**Text segment**

== == ==

The Lucha Libre World Cup was a two-day professional wrestling event and tournament  organized by Mexican professional wrestling promotion Lucha Libre AAA Worldwide (AAA) with the financial backing of the Grupo Modelo brewery, with Victoria Beer as the official sponsor. The tournament included a number of three-man tag teams, referred to as trios in Lucha Libre, teams and wrestling promotions already announced are AAA, Total Nonstop Action Wrestling (TNA), Lucha Underground and Pro Wrestling Noah among others. The tournament was announced as "Lucha Libre Victoria World Cup".

Production

Background
The Mexican lucha libre promotion Lucha Libre AAA Worldwide (AAA), with the financial support of the Mexican brewing company Grupo Modelo organized the first ever Lucha Libre World Cup over the summer of 2015. The tournament itself was a one-night eight-team tournament for trios, or tag teams of three wrestlers. AAA reached out to several promotions both in Mexico and around the world and arranged for six of the eight teams to come from outside of AAA. Japanese wrestling promotions All Japan Pro Wrestling (AJPW) and Pro Wrestling Noah. Both Total Nonstop Action and Ring of Honor, based in the United States, also sent representatives to the tournament, in each case bolstered by representatives of Lucha Underground, an AAA joint-venture project based on Los Angeles. The tournament took place on May 25, 2015, and had the AAA labelled "Dream Team" of Rey Mysterio Jr., El Patrón Alberto and Myzteziz win the tournament, defeating Team TNA/Lucha Underground (Matt Hardy, Mr. Anderson and Johnny Mundo) in the finals.

== == ==

**Instruction 1**
Check whether each statement agrees with the passage on the Lucha Libre World Cup. For each one, answer yes or no and quote the words of the passage that decide it. (a) Grupo Modelo is a Mexican brewing company. (b) Four of the eight teams in the 2015 tournament came from outside AAA. (c) The "Dream Team" defeated Team TNA/Lucha Underground in the finals.
**Instruction 2**
List every line of the rows that contains the string "Target". Case counts.

**Data records**

== == ==

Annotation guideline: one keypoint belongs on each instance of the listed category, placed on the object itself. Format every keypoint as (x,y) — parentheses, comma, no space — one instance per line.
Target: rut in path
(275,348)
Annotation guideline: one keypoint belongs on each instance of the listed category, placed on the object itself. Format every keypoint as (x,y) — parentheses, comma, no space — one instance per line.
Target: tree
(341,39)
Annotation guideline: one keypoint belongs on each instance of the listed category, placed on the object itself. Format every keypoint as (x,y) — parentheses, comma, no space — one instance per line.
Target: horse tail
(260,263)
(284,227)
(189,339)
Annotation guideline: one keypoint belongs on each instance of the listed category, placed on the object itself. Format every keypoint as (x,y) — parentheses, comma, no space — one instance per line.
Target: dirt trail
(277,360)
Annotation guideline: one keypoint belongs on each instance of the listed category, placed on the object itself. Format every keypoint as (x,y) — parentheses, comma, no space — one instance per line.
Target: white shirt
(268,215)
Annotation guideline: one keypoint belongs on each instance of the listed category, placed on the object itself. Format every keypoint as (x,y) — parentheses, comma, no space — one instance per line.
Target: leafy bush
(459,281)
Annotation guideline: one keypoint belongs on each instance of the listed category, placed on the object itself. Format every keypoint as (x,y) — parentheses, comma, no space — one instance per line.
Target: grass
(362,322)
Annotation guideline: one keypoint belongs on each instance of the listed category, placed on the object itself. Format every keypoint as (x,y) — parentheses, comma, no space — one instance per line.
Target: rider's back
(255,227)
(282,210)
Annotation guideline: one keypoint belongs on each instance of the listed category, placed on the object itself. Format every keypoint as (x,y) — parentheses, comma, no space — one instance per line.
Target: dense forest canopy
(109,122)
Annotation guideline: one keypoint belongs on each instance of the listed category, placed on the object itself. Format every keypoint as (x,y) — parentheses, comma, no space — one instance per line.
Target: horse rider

== == ==

**Response 1**
(a) Yes: "the Mexican brewing company Grupo Modelo"
(b) No: "arranged for six of the eight teams to come from outside of AAA"
(c) Yes: "defeating Team TNA/Lucha Underground (Matt Hardy, Mr. Anderson and Johnny Mundo) in the finals"

**Response 2**
Target: rut in path
Target: tree
Target: horse tail
Target: dirt trail
Target: white shirt
Target: leafy bush
Target: grass
Target: rider's back
Target: dense forest canopy
Target: horse rider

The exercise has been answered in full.